## Exercise 1
Could you repeat the raw entries below word for word, leaving the pictures out of your answer?

## Passage provided

* * * *

Then & Now: Changes to the United Pentecostal Articles of Faith: Atonement. Comparing 1952 to 2022.
The United Pentecostal Church formed in 1945. Here we will briefly examine what the Articles of Faith have stated about atonement.
There was no mention in the Articles about atonement when the UPCI formed and it continued like that for decades. It wasn’t until 2012 that it was added and it first appeared in the 2013 UPCI Manual.
The 2022 version of the Articles of Faith states the following concerning atonement:
“The Lord Jesus came ‘to seek and to save that which was lost’ (Luke 19:10). The divine act of atonement is dependent on the blood of the Lamb of God and is the foundation that makes salvation possible. For ‘without the shedding of blood is no remission’ (Hebrews 9:22). ‘In whom we have redemption through his blood, the forgiveness of sins, according to the riches of his grace’ (Ephesians 1:7). ‘Unto Him that loved us, and washed us from our sins in his own blood’ Revelation 1:5. Salvation is by grace through faith based on the atonement provided in Jesus Christ by His death, burial and resurrection (Acts 2:38; 20:28).”
On August 29, 2012, David Bernard announced in an email, “In 2011 the General Conference approved two amendments to the Articles of Faith. To be adopted, all such amendments must be approved by a two-thirds vote in two-thirds of the districts. The article entitled ‘Atonement’ was approved by 100% of the districts and the amendment to ‘Conscientious Scruples’ was approved by 79% of the districts, so both are now part of the Articles of Faith.”
In Thomas Fudge’s 2003 book, Christianity Without the Cross, he wrote on page 135, “Historic Christianity has often affirmed the centrality of the cross as the very heart and focus of the Christian faith.” On the following page he continues, “It is of note that the ‘Articles of Faith’ of the United Pentecostal Church contain no substantive mention of the cross or the doctrine of atonement.” Thus, part of the reason for the title of Fudge’s book.

* * * *

[Raw entries]
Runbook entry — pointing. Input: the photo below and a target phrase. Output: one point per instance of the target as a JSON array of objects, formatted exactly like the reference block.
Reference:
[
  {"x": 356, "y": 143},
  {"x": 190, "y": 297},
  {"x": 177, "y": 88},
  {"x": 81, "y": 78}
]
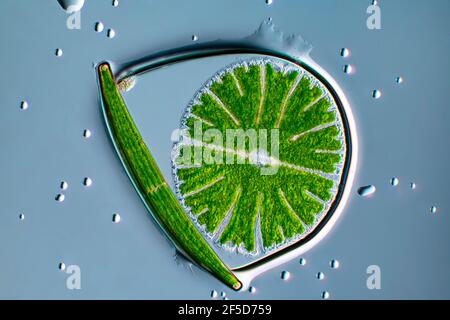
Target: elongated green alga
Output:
[{"x": 150, "y": 184}]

* * * *

## Exercise 2
Can you duplicate the text above on the atonement article of faith, from "The United Pentecostal Church formed" up to and including "2013 UPCI Manual."?

## Task answer 1
Runbook entry — pointing. Input: the photo below and a target phrase. Output: one point per instance of the target as a JSON array of objects, formatted exactly like the reference block.
Reference:
[
  {"x": 356, "y": 143},
  {"x": 190, "y": 297},
  {"x": 177, "y": 88},
  {"x": 81, "y": 78}
]
Target: elongated green alga
Output:
[{"x": 150, "y": 184}]

## Task answer 2
The United Pentecostal Church formed in 1945. Here we will briefly examine what the Articles of Faith have stated about atonement.
There was no mention in the Articles about atonement when the UPCI formed and it continued like that for decades. It wasn’t until 2012 that it was added and it first appeared in the 2013 UPCI Manual.